▶ [EXERCISE DETAILS]: Display each line below that contains the word "silver".

##############################

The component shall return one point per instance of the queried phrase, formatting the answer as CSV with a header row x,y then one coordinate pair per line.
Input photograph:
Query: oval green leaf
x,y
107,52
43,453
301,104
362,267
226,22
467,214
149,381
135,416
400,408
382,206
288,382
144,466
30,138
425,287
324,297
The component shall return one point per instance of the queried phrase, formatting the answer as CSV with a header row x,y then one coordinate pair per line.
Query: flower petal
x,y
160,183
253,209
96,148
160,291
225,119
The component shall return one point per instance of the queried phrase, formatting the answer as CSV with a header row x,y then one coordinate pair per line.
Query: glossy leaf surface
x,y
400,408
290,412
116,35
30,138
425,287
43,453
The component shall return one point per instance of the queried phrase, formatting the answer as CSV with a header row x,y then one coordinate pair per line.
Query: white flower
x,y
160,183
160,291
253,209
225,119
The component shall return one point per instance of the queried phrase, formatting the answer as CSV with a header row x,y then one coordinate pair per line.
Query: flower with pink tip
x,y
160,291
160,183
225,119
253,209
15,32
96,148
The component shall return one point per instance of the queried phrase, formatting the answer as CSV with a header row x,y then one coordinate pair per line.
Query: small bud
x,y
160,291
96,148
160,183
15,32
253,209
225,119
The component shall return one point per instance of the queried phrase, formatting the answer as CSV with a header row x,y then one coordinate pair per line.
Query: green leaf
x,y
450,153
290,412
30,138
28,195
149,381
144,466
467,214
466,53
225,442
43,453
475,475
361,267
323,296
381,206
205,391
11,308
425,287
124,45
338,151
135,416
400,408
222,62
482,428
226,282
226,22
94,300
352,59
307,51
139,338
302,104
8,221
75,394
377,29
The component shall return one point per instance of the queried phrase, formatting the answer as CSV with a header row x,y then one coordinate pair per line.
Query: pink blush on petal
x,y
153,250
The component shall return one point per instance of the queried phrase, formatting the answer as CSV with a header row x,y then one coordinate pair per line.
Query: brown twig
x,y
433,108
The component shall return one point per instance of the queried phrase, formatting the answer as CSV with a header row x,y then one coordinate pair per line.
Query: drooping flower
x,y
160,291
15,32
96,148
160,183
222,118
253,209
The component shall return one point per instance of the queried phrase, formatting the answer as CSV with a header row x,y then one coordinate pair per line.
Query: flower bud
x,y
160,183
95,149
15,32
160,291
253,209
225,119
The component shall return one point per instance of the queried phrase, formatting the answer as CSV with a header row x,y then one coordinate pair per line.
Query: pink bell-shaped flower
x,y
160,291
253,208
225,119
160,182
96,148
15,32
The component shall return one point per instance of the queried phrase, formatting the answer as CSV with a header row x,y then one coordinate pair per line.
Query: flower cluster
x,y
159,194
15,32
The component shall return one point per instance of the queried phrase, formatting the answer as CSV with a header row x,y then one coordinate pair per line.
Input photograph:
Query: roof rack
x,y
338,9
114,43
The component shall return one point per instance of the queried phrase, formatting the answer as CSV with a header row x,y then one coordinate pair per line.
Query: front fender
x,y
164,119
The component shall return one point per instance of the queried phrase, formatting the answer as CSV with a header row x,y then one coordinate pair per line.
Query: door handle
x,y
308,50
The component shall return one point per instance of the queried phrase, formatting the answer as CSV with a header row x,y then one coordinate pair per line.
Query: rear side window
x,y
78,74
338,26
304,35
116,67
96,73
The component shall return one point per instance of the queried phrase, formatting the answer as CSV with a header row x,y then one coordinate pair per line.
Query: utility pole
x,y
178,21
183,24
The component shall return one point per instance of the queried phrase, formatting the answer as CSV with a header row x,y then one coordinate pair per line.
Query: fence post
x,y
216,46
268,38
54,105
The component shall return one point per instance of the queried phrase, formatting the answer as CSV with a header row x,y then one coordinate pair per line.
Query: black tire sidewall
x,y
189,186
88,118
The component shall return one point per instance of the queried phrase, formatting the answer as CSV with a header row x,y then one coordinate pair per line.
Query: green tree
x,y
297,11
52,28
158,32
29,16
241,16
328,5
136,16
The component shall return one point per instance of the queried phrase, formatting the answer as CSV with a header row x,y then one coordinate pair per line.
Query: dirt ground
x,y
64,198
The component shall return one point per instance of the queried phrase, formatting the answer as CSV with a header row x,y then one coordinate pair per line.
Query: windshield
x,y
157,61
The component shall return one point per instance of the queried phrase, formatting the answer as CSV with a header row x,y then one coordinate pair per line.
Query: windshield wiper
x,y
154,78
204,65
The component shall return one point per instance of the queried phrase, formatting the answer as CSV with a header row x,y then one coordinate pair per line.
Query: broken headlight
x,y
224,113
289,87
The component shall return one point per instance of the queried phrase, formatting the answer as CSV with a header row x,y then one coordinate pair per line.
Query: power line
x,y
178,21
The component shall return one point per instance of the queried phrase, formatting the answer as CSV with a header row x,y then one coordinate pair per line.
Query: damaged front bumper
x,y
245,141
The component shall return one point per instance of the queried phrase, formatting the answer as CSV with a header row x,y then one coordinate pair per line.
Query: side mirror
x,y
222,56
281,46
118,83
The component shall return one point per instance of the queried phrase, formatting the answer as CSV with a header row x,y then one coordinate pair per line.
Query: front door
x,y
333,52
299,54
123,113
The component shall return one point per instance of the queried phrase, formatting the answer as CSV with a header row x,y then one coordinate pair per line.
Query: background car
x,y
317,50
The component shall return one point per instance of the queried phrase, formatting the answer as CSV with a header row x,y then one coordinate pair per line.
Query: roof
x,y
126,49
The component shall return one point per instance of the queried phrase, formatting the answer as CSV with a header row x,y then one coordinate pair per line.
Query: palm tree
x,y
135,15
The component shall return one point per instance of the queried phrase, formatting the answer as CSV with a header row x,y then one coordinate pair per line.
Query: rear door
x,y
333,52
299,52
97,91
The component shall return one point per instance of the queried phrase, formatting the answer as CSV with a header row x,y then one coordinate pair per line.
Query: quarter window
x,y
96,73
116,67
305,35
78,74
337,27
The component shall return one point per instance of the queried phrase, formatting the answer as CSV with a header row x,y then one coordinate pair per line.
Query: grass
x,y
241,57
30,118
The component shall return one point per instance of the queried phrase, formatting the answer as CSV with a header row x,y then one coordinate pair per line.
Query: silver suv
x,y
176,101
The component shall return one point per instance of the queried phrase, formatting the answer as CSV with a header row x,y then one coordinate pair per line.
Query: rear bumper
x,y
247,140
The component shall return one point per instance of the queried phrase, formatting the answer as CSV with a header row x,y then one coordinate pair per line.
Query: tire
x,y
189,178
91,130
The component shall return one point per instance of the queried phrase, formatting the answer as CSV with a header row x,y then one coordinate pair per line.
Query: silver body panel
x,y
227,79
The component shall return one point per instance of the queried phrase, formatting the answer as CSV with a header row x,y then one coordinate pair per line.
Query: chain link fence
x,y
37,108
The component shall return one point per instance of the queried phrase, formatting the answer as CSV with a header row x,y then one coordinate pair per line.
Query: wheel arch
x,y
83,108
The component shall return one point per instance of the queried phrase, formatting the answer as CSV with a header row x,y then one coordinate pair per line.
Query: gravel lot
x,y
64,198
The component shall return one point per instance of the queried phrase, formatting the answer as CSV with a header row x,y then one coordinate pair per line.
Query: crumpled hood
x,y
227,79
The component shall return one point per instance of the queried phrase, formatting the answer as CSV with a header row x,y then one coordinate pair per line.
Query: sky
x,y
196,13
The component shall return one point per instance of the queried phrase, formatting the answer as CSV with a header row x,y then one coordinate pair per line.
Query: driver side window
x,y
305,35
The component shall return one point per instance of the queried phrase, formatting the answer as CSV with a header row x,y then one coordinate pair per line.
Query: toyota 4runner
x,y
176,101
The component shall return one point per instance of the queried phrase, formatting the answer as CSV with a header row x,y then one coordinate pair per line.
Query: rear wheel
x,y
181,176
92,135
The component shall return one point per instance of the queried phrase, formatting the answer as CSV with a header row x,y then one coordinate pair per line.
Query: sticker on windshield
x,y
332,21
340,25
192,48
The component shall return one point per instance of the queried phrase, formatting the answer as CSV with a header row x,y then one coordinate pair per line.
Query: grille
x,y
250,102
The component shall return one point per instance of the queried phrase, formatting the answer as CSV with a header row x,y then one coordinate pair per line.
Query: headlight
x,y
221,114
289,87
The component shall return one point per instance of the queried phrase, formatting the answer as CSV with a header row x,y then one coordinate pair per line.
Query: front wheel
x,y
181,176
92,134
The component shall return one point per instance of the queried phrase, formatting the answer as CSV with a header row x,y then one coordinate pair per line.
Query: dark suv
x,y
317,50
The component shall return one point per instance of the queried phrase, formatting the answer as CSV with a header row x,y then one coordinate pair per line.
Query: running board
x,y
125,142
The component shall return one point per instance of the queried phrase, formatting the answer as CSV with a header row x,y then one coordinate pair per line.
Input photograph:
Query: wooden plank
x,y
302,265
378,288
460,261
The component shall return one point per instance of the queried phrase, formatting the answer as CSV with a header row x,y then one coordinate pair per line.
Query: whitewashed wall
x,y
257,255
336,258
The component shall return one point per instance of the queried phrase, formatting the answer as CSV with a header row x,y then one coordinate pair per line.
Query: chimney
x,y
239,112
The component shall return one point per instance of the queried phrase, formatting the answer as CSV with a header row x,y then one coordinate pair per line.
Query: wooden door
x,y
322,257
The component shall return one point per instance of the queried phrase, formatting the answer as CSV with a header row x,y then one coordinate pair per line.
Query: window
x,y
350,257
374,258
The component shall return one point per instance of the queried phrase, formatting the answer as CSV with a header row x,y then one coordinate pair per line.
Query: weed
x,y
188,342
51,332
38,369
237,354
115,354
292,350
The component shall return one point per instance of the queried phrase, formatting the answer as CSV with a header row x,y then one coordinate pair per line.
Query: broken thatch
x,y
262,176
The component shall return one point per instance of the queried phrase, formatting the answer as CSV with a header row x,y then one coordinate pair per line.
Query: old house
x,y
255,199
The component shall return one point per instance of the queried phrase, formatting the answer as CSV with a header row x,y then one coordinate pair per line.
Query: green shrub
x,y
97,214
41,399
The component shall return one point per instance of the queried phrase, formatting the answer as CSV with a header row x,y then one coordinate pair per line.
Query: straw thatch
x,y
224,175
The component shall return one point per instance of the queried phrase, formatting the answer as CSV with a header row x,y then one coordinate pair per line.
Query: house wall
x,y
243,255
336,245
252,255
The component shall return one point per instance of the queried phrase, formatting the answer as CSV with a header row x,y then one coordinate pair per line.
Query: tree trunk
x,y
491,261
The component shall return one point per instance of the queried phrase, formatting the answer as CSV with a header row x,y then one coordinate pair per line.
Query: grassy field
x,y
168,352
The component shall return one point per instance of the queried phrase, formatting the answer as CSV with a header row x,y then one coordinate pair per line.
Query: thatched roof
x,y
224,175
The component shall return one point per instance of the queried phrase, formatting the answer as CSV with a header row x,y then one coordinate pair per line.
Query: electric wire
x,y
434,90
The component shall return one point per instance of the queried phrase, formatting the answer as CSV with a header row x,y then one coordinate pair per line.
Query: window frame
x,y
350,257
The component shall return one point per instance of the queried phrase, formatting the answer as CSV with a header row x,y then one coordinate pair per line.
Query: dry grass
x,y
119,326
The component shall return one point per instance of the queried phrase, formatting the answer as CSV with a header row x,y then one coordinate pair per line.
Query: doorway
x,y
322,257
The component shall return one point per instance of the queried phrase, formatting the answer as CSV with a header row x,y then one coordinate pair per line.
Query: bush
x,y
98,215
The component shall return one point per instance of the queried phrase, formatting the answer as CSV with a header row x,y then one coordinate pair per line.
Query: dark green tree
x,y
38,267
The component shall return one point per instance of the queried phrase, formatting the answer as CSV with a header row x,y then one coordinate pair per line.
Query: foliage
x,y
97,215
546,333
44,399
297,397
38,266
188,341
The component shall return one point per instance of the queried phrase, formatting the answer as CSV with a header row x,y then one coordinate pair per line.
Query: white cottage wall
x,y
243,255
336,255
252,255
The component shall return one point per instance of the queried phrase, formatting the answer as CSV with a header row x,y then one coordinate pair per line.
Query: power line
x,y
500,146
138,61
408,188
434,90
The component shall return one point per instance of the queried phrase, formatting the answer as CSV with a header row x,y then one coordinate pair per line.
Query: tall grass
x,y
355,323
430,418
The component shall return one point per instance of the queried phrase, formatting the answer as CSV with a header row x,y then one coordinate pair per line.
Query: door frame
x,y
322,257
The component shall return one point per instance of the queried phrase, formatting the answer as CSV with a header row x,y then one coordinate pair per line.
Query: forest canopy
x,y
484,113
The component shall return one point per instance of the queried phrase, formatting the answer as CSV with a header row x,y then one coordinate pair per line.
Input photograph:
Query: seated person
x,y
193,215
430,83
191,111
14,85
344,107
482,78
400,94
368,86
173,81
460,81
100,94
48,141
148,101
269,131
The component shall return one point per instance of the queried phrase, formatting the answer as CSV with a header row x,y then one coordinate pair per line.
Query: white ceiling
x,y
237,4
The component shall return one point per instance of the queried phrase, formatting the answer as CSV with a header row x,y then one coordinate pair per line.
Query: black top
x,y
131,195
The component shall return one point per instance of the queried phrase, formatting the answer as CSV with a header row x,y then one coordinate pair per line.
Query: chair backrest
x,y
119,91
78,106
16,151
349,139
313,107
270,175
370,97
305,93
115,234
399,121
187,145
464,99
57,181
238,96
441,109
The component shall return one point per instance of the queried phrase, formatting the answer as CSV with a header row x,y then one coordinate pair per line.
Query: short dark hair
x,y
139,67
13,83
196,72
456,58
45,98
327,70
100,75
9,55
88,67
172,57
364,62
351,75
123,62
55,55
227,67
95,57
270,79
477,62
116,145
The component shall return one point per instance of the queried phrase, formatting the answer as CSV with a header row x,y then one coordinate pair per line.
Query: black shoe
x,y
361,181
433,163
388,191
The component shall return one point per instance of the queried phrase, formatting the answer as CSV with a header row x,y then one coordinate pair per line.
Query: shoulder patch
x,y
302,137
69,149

##############################

▶ [WORKED SOLUTION]:
Query: silver suv
Query: silver body panel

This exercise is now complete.